'''

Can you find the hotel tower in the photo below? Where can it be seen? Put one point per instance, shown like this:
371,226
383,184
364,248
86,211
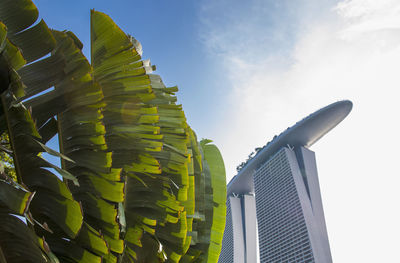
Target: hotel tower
274,207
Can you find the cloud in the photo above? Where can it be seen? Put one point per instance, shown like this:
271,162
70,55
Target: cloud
310,58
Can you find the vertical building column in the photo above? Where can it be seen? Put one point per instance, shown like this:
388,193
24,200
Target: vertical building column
238,230
250,223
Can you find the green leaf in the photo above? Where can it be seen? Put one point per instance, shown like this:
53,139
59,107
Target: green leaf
15,198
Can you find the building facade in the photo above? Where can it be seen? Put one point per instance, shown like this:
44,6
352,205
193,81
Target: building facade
274,207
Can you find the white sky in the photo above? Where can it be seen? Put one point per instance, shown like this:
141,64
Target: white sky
341,50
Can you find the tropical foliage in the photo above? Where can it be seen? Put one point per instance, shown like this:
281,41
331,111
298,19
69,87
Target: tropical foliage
134,184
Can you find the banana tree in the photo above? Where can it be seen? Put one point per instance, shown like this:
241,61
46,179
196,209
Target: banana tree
134,184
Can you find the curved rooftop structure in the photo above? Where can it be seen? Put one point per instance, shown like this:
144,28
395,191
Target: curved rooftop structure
304,133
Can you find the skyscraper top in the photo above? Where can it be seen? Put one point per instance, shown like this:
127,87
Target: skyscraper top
304,133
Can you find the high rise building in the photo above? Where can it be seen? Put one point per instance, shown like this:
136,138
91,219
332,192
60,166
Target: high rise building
274,207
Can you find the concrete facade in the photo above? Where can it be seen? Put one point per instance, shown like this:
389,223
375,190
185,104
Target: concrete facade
274,207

'''

» OBJECTIVE: Copy every line of the records, starting at the line containing "Can you find the building" and ending at the end of the records, with the requests included. Scale each answer's point coordinates by 0.7 and round them to whole numbers, rounding halves up, and leave the requests and their format samples unchanged.

» RESPONSE:
Can you find the building facade in the photo above? Where can it be seen? Put one point per instance, shown like this:
44,6
352,205
193,81
Target: building facade
192,145
Can you find the white sky in the photo above? Where can it be seen? Put one point per instance, shown like this:
141,64
Target: white sky
239,35
Can you find the tropical foliage in the photo above? Where can it be seen? Put one point per instance, shown like this:
281,41
331,111
298,19
69,87
Target: tropical foliage
94,129
Can you find the banana tree in the photo above? Where can it be seen? Put one point per instance, shown like this:
241,61
46,179
196,209
Target: banana tree
94,129
Can you find the curved rooftop structure in the photo above? Where can it be seen? Put one point per instance, shown like this:
144,28
395,191
Target: curved rooftop structure
213,93
Can you find the skyscraper top in the photo above? Where can it be seen? Put one point per instance, shown like this:
127,87
Target: skyscraper top
213,93
Can you find the high rise building in the photo above? Where can it be seen? Put one point per instance, shown like this:
136,138
91,219
332,192
60,166
Target: high rise building
192,145
Can you find the concrete facade in the photo above? Where can it be seen? Put one point per instance, shown like this:
389,223
375,190
185,104
Target: concrete facade
192,145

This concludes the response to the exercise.